» **Problem details**
What follows is a listing. Write it all out exactly.

» **Working data**
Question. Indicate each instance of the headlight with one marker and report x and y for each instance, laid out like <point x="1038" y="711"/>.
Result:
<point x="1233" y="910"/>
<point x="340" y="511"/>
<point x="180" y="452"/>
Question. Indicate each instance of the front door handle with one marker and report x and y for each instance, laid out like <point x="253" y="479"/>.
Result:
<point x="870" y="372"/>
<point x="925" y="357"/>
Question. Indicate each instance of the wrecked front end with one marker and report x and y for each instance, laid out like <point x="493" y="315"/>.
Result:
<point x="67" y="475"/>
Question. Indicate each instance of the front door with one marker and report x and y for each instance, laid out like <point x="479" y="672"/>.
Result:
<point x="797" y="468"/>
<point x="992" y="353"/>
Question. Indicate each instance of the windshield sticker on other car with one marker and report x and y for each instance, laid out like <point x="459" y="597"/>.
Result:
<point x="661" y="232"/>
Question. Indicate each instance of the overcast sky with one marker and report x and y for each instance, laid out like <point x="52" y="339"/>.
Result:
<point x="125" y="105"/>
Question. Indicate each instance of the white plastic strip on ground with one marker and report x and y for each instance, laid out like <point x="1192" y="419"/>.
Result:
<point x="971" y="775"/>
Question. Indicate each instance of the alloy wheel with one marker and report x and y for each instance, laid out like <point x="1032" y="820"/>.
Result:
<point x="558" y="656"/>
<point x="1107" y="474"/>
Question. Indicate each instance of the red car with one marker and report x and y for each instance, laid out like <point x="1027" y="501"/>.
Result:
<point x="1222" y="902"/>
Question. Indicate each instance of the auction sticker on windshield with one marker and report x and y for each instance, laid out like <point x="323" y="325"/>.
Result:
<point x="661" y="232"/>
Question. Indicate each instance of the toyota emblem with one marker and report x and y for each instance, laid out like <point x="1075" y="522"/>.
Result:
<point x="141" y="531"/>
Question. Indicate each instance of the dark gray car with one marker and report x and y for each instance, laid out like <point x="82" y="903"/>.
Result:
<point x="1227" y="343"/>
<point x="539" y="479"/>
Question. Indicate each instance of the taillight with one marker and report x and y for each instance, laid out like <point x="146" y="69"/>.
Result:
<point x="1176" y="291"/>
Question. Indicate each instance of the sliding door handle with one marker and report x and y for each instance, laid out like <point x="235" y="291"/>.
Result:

» **The completed task**
Question. Indicate each instance of the headlight with one marker and report x and y for each instance, laid out like <point x="1038" y="711"/>.
Result:
<point x="1233" y="910"/>
<point x="340" y="511"/>
<point x="180" y="452"/>
Question. Indicate each instance of the front door handle with one marker and report x and y for each instance, laid out like <point x="253" y="479"/>.
Result:
<point x="870" y="372"/>
<point x="925" y="357"/>
Question. Indicate each instance of the wrecked front end with one marker and report x and y for each instance, laid out like <point x="493" y="315"/>.
Result:
<point x="67" y="475"/>
Question. Indicate each instance of the front door with one marker and report x and y for each instance, laid out like <point x="479" y="672"/>.
Result:
<point x="797" y="468"/>
<point x="992" y="353"/>
Question. Indicate each instance of the windshield sticker on other car with one marker and report x and y for each instance, laid out like <point x="459" y="597"/>.
Result:
<point x="661" y="232"/>
Question. Indicate each instance of the overcast sky with one marker and report x and y for each instance, laid out like <point x="52" y="339"/>.
Result:
<point x="125" y="105"/>
Question. Indicate each instance of the white plastic strip on ground with one marker and report x and y for each instance, laid out like <point x="1192" y="419"/>.
Result:
<point x="971" y="775"/>
Question. Indicate each instance of the alloy wheel with one marker and report x and y for each instance, laid out like <point x="1032" y="820"/>.
Result:
<point x="558" y="656"/>
<point x="1107" y="474"/>
Question. Indicate each instance of the red car with one marker and report x and y for each instance, laid out like <point x="1027" y="501"/>.
Result:
<point x="1222" y="902"/>
Question. Indicate each instance of the auction sticker on windshield with one marker and report x and y for each instance, laid out like <point x="323" y="325"/>.
Result:
<point x="661" y="232"/>
Question. Indicate each instance of the toyota emblem with one marker and report x and y for each instance, laid out like <point x="1075" y="522"/>.
Result:
<point x="141" y="531"/>
Question. Indicate each instance of the dark gray car with one marker and report x and y for each instance, laid out like <point x="82" y="903"/>.
Result:
<point x="1227" y="343"/>
<point x="539" y="479"/>
Question. Indicate each instance of the taillight with one marker and report x and y for each instance, laid out like <point x="146" y="69"/>.
Result:
<point x="1176" y="291"/>
Question. Indicate each instance of the sliding door handle with one marker and report x and y for each instance, laid out like <point x="235" y="291"/>.
Result:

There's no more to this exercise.